Text to read:
- Theatrical release poster
- Directed by: Greg Berlanti
- Written by: Greg Berlanti
- Produced by: Mickey Liddell; Joseph Middleton;
- Starring: Zach Braff; Dean Cain; Andrew Keegan; Nia Long; Mary McCormack; Matt McGrath; Timothy Olyphant; Billy Porter; Justin Theroux; Ben Weber; John Mahoney;
- Cinematography: Paul Elliott
- Edited by: Todd Busch
- Music by: Christophe Beck
- Production companies: Banner Entertainment; Meanwhile Films;
- Distributed by: Sony Pictures Classics
- Release dates: January 29, 2000 (Sundance); October 20, 2000 (United States);
- Running time: 94 minutes
- Country: United States
- Language: English
- Budget: $1 million
- Box office: $2 million

= The Broken Hearts Club =

2000 American comedy-drama film

The Broken Hearts Club: A Romantic Comedy is a 2000 American romantic comedy drama film written and directed by Greg Berlanti. It follows the lives of a group of gay friends in West Hollywood, centered on a restaurant owned by the fatherly Jack (John Mahoney) and the softball team he sponsors. The friends rely on each other for friendship and support as they search for love, deal with loss, and discover themselves.

The Broken Hearts Club was Berlanti's first feature film, based on his circle of friends at the time. The movie was met with generally favorable reviews from critics, receiving praise for portraying homosexuality as normal and its characters as average gay men. The film focuses on "the universal themes of romance, acceptance and family", as opposed to AIDS, coming out, and sex, which are more controversial and stereotypical topics commonly covered in LGBT films.

Stated problem A: Summarize the text about The Broken Hearts Club in two sentences.

(Rows from a dataset)

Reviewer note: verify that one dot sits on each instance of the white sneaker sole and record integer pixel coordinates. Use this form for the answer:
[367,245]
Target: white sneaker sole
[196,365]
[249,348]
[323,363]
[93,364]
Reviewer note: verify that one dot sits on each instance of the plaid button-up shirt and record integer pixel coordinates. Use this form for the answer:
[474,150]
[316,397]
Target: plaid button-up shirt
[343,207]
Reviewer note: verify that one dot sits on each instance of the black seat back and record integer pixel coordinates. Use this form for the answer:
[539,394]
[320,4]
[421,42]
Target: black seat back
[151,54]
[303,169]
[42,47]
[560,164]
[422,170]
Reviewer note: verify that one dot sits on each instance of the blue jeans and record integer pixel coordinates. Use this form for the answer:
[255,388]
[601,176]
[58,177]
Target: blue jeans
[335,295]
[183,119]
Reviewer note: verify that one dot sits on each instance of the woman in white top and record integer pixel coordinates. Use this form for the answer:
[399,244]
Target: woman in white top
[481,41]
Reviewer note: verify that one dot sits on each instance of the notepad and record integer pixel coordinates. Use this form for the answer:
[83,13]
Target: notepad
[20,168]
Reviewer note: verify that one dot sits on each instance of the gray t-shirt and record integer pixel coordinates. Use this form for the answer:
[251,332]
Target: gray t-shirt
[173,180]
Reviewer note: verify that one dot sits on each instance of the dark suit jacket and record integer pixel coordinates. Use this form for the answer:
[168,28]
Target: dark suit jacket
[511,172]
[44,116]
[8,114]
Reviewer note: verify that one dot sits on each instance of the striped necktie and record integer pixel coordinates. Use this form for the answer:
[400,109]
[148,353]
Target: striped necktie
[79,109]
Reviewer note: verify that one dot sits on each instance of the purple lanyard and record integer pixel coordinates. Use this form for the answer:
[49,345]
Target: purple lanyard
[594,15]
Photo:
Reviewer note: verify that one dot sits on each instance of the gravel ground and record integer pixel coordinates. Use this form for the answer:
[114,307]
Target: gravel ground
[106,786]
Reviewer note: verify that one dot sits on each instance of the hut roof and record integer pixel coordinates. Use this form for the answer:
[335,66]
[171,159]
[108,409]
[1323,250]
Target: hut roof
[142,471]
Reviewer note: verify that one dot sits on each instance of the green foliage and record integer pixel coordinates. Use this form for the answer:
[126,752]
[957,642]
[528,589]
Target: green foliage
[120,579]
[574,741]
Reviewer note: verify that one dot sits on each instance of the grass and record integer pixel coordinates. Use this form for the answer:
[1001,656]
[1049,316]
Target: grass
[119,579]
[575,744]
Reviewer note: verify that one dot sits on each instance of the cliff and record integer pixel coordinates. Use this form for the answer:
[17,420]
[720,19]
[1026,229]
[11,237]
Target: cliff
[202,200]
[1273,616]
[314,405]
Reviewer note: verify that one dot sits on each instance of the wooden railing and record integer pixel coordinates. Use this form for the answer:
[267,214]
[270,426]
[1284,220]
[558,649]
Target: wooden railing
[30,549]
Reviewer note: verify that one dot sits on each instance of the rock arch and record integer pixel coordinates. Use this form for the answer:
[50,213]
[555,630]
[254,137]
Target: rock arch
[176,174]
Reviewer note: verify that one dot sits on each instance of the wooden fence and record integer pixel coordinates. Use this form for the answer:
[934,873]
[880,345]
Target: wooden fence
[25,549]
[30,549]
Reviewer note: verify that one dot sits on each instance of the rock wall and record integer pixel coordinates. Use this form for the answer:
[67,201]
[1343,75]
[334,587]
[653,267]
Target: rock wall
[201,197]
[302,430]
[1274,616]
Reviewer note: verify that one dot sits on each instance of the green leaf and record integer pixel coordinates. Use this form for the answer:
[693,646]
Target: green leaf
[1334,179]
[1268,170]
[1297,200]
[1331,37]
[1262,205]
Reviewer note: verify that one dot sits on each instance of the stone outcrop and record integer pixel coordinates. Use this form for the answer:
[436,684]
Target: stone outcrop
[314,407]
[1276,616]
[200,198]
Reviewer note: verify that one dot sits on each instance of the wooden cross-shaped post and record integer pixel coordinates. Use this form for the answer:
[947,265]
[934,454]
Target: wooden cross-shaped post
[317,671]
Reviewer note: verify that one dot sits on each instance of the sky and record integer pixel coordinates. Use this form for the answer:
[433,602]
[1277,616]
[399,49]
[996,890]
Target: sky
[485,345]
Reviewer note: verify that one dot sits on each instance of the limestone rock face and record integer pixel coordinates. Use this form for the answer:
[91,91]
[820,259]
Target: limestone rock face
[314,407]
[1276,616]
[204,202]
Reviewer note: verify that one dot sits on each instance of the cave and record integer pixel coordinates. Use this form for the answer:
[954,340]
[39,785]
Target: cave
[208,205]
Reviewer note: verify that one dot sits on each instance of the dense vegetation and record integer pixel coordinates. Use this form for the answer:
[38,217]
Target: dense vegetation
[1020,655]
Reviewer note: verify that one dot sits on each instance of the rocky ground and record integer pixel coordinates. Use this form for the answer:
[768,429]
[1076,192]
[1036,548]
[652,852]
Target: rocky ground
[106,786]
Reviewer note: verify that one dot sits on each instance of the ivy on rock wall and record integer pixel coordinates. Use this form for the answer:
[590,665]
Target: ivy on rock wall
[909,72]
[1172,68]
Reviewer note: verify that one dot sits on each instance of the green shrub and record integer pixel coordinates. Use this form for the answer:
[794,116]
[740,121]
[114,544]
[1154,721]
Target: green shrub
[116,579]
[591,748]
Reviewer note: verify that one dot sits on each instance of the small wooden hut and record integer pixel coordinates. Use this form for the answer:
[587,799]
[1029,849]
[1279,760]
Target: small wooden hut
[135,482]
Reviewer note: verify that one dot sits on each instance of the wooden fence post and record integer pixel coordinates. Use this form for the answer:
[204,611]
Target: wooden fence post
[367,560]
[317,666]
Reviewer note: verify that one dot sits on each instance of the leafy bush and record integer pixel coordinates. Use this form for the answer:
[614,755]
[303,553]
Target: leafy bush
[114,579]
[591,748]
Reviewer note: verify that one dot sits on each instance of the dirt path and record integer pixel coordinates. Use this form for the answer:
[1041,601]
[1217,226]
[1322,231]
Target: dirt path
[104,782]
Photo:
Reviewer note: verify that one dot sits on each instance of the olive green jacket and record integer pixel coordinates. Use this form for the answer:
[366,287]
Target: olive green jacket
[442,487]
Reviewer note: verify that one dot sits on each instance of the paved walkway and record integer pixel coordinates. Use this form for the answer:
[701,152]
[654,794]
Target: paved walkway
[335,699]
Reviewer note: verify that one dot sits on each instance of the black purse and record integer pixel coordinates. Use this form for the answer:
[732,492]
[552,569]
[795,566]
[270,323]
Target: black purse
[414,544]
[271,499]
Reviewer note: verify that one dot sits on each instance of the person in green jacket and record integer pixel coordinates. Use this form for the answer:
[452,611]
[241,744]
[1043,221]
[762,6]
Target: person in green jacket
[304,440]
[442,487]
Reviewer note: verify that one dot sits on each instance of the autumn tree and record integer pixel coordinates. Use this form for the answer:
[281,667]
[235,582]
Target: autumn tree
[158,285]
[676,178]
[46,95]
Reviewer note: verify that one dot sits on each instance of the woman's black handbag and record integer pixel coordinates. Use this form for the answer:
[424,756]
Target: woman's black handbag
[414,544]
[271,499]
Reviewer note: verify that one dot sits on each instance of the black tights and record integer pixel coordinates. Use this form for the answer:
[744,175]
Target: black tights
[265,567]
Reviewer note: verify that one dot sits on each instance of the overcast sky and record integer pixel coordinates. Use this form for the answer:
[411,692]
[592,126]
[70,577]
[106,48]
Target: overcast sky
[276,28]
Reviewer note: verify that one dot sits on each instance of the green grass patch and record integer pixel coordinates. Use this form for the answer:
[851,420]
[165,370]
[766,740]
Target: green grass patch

Stated problem B: Pick out every line of the records that contains the string "cave", with case counting.

Answer A: The Broken Hearts Club is a 2000 American romantic comedy-drama written and directed by Greg Berlanti that follows a group of gay friends in West Hollywood, centered on a restaurant owned by Jack and the softball team he sponsors. Berlanti's first feature film, based on his own circle of friends, drew generally favorable reviews for portraying its characters as average gay men and for focusing on romance, acceptance and family rather than more controversial and stereotypical topics.

Answer B:
Reviewer note: verify that one dot sits on each instance of the cave and record integer pixel coordinates. Use this form for the answer:
Target: cave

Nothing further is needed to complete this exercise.